** Selected extract **
Elizabeth recognizes that support is critical, especially for parents during childhood transitions. She noticed this gap firsthand, when she started getting stopped in the hallway at her school by parents asking questions they assumed were out of scope for therapy. Eventually, she started hosting parenting workshops and one-on-one calls.

“I was spending my evenings on the phone talking to my friends, my friends’ friends and my friends’ friends’ cousins about whatever was going on with their kids,” she says, which led to an epiphany.

“We should just be supporting parents better; especially as, culturally, we’re moving away from networks of support and becoming more distant from that,” she says.

“How are people finding their tribes and support?”

Elizabeth decided to start an online parent-coaching business at night, but her window of time between 9-10 p.m. was consistently booking up.

It was around this time that she got introduced to her now co-founder Tom, a Google for Education alum who had reached out to his network to find a psychologist that works with kids, and can help parents.

While the two eventually added a technical co-founder who also had experience with Google–running an autism program for Glass–Elizabeth has spent the last year focused on curating Trustle’s expert coaches and clinicians.

“All of our coaches have a Masters degree or higher in early childhood education,” she says, adding that parents also have access to “a Ph.D. level clinician if they need it.”

“They’re all vetted and trained by me and they’re coming in with at least 10 years of experience working with children and families.”

A combination of credentials, and the ability to develop a personal relationship with each family, are by design.

** Saved entries **
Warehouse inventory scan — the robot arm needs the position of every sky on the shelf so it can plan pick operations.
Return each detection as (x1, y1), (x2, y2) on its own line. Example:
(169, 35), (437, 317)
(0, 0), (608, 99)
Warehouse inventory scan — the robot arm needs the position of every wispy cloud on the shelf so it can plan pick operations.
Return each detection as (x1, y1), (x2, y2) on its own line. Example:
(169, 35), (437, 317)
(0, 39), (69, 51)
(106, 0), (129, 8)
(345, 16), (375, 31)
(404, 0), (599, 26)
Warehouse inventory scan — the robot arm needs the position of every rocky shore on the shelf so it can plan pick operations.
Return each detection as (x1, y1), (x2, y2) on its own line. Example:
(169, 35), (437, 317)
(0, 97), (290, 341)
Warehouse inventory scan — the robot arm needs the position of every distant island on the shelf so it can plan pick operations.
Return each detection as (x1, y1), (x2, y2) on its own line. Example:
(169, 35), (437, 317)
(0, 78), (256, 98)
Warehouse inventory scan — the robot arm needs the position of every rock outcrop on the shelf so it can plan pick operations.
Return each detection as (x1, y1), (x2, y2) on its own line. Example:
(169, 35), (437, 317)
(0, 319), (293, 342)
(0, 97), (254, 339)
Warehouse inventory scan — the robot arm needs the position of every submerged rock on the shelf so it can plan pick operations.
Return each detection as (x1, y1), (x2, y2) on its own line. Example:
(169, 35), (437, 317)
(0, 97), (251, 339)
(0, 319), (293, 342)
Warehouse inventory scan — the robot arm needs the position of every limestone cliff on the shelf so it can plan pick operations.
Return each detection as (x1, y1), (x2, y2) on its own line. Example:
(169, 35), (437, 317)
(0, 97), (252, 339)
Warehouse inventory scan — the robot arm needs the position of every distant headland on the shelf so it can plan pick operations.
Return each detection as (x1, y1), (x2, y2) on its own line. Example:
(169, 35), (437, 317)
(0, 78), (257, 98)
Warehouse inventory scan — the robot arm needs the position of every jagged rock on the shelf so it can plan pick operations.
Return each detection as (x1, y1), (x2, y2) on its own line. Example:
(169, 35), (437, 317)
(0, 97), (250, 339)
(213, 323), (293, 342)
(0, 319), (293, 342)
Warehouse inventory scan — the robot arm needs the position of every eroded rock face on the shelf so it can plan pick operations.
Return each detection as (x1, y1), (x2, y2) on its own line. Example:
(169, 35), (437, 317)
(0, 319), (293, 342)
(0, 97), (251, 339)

** What the task requires **
Carry on the article about Trustle's parent coaching, starting right after its final sentence. These rows have no connection to the article about Trustle's parent coaching.

** Response **
“When you’re talking about supporting somebody with the most precious thing, their kids, on the most personal thing they can do–which is parenting–you really want to have somebody you can trust and connect with, that can give you non-judgmental but evidence-based support.”

Elizabeth believes that because the business of coaching parents is not a regulated industry, the “variability of quality of those coaches is kind of all over the place” and context is king.

“There isn’t one way to sleep train; there isn’t one way to put your child through school,” she says. “It really has to be contextualized based on the child individually and the family context.”

Over the four years since I became a parent, I’ve witnessed an explosion of resources available online for things like potty training, picky eating and tantrums.

With so many options and so little time to compare solutions that may or may not be right for our kids, Elizabeth and her team at Trustle are determined to simplify and personalize it for us.

“Figuring out how to help parents sort through all the noise that’s out there, and have a personal relationship with somebody who understands children–but is going to honor their context and them as the experts on their kids–is what high quality support is.”